Print out the entries, word for word.

::::

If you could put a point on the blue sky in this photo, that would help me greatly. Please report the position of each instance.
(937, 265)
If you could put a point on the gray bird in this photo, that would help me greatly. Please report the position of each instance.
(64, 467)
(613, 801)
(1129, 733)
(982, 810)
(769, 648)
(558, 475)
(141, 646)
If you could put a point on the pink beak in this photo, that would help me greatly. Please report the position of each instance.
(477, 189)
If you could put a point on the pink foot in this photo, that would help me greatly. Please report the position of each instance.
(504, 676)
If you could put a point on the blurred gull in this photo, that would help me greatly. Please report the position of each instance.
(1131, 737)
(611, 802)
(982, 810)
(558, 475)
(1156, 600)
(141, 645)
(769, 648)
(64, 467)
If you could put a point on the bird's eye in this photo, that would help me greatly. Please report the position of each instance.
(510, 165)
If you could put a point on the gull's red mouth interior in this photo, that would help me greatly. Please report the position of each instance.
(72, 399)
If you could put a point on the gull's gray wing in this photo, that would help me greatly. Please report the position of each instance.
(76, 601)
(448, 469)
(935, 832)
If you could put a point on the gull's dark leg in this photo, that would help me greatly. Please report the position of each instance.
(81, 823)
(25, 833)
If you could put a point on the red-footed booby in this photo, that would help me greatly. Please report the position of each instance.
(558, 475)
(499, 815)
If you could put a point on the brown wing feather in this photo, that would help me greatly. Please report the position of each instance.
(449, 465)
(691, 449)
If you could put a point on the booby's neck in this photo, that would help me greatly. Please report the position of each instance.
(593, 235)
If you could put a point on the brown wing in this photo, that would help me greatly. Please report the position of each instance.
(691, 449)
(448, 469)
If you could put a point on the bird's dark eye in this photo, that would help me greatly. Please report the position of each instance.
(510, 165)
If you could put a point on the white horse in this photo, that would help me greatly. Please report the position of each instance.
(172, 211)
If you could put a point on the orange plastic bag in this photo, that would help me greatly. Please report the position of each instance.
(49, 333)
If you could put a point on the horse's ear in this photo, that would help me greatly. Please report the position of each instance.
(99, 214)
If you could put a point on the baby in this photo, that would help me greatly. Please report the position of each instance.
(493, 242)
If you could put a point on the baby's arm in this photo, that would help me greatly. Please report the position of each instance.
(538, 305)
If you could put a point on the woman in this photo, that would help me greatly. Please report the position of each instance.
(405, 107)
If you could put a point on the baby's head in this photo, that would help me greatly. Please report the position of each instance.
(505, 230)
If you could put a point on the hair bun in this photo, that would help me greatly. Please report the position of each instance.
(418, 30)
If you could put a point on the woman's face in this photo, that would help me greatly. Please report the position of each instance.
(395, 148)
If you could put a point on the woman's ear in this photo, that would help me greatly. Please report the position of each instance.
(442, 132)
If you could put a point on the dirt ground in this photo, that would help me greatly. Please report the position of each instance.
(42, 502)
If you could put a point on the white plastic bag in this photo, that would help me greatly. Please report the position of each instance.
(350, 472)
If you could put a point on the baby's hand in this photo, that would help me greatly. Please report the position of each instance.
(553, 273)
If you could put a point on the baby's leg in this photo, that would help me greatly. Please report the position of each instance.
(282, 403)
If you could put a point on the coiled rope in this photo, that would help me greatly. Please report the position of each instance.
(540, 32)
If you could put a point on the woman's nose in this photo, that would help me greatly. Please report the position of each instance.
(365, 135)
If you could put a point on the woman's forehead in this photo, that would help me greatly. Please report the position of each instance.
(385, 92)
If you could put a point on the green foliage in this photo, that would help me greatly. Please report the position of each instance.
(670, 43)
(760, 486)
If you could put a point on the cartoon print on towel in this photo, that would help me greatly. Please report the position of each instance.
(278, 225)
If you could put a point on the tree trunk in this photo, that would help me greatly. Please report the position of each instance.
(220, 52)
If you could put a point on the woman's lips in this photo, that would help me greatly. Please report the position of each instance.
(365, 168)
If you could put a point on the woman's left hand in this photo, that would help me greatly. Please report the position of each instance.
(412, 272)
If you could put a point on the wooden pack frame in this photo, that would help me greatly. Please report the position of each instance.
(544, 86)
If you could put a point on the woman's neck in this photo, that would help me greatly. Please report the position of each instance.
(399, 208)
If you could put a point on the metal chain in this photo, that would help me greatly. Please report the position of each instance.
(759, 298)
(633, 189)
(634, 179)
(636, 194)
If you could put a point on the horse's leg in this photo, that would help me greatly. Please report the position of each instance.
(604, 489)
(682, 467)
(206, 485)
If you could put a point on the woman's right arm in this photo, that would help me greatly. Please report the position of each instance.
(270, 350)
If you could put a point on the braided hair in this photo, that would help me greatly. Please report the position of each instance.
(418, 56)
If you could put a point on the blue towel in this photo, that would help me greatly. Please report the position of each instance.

::::

The completed task:
If you could put a point on the blue sky in this photo, that would help me greatly. Please report the position of each instance.
(937, 265)
If you could put a point on the gray bird in this photo, that would help me greatly. Please report the position of each instance.
(64, 467)
(613, 801)
(1129, 733)
(982, 810)
(769, 648)
(558, 475)
(141, 646)
If you could put a point on the pink beak in this photo, that would help me greatly. Please report the position of each instance.
(477, 189)
If you could put a point on the pink foot in this photo, that would help me greatly. Please report the position of each instance.
(504, 676)
If you could put a point on the blurred gull in this photo, that would help me greatly. Please report the position of each instance.
(1131, 737)
(611, 802)
(982, 810)
(558, 475)
(1156, 600)
(141, 645)
(769, 648)
(64, 467)
If you could put a point on the bird's eye in this photo, that would help me greatly. Please report the position of each instance.
(510, 165)
If you could put a point on the gull's red mouth interior in this photo, that would help me greatly. Please report the position of each instance.
(72, 399)
If you could put a point on the gull's gray wing in this photo, that would help me greatly. Please report the position of each instance.
(76, 601)
(448, 469)
(935, 832)
If you could put a point on the gull's dark leg in this photo, that would help me greatly. Please report the position of each instance.
(81, 823)
(25, 833)
If you could put a point on the red-footed booby in this photo, that would help me greatly. Please report the position of each instance.
(558, 475)
(499, 815)
If you could put a point on the brown wing feather in this photo, that would help me greatly. Please report the position of each instance.
(449, 465)
(691, 449)
If you could put a point on the booby's neck in this photo, that would help me greatly. Please report the position of each instance.
(593, 235)
If you could put a point on the brown wing in this photo, that would help me greatly. Please report the position of each instance.
(691, 449)
(448, 469)
If you could put a point on the bird's dark eye in this photo, that would help me greatly. Please report the position of each instance.
(510, 165)
If you could put a point on the white horse in this photo, that would help me greatly. Please report the position of each instance.
(172, 211)
If you could put a point on the orange plastic bag in this photo, that would help me greatly. Please report the position of each instance.
(49, 333)
If you could put a point on the horse's ear in this photo, that would help me greatly. Please report the position of each instance.
(99, 214)
If you could put a point on the baby in this photo, that would help me greatly. Please report the position of each instance.
(493, 242)
If you could put a point on the baby's arm in this photo, that would help me greatly. Please report the position of each instance.
(538, 305)
If you could put a point on the woman in this photo, that would help me greatly. Please report the position of each instance.
(405, 107)
If you could put a point on the baby's head in this photo, that would help me greatly. Please report the position of each instance.
(505, 230)
If you could put a point on the hair bun in this photo, that would help me greatly. Please report the position of each instance.
(418, 30)
If you could put a point on the woman's face in this photo, that would help me greatly. Please report the position of each instance.
(395, 148)
If you could put a point on the woman's ear in this photo, that would help me greatly. Please report the position of each instance.
(442, 132)
If you could put a point on the dirt ground in this photo, that would help me greatly. Please report the position of each instance.
(42, 502)
If you could put a point on the white plastic bag in this photo, that would help me greatly. Please report the position of each instance.
(350, 472)
If you could put a point on the baby's hand in this photo, that would help me greatly. Please report the position of each instance.
(553, 273)
If you could put a point on the baby's leg in this photo, that would help me greatly. Please report the position of each instance.
(282, 403)
If you could put a point on the coiled rope in this photo, that would help me greatly. Please report the position of each instance.
(540, 32)
If you could put a point on the woman's nose in this photo, that would help me greatly. Please report the position of each instance.
(365, 135)
If you could put a point on the woman's forehead in this photo, that would help me greatly. Please report the position of each instance.
(385, 92)
If you could put a point on the green foliage in this photo, that would help me greatly. Please report the position of each instance.
(670, 43)
(760, 486)
If you could put a point on the cartoon print on towel in this photo, that would help me greatly. Please report the position of each instance.
(278, 225)
If you could put a point on the tree trunk in this photo, that would help me greatly. Please report the position of each instance.
(220, 52)
If you could put a point on the woman's lips in this photo, that would help me greatly. Please report the position of each instance.
(365, 168)
If you could put a point on the woman's left hand in this photo, that would help me greatly. Please report the position of each instance.
(412, 272)
If you could put a point on the wooden pack frame in this photo, that would help me greatly. Please report the position of each instance.
(544, 86)
If you could put a point on the woman's neck in this photo, that would help me greatly. Please report the position of each instance.
(399, 208)
If you could put a point on the metal chain in this photo, that would help me greatly. Please report the position of each instance.
(759, 298)
(633, 189)
(634, 179)
(636, 194)
If you could put a point on the horse's leg in this photo, that would help me greatly. Please report the position of each instance.
(604, 489)
(682, 467)
(206, 485)
If you could put a point on the woman's right arm in this photo, that would help me greatly. Please report the position of each instance.
(270, 350)
If you could put a point on the braided hair in this photo, that would help me greatly. Please report the position of each instance.
(418, 56)
If you could put a point on the blue towel in this photo, that would help me greatly. Please report the position of each instance.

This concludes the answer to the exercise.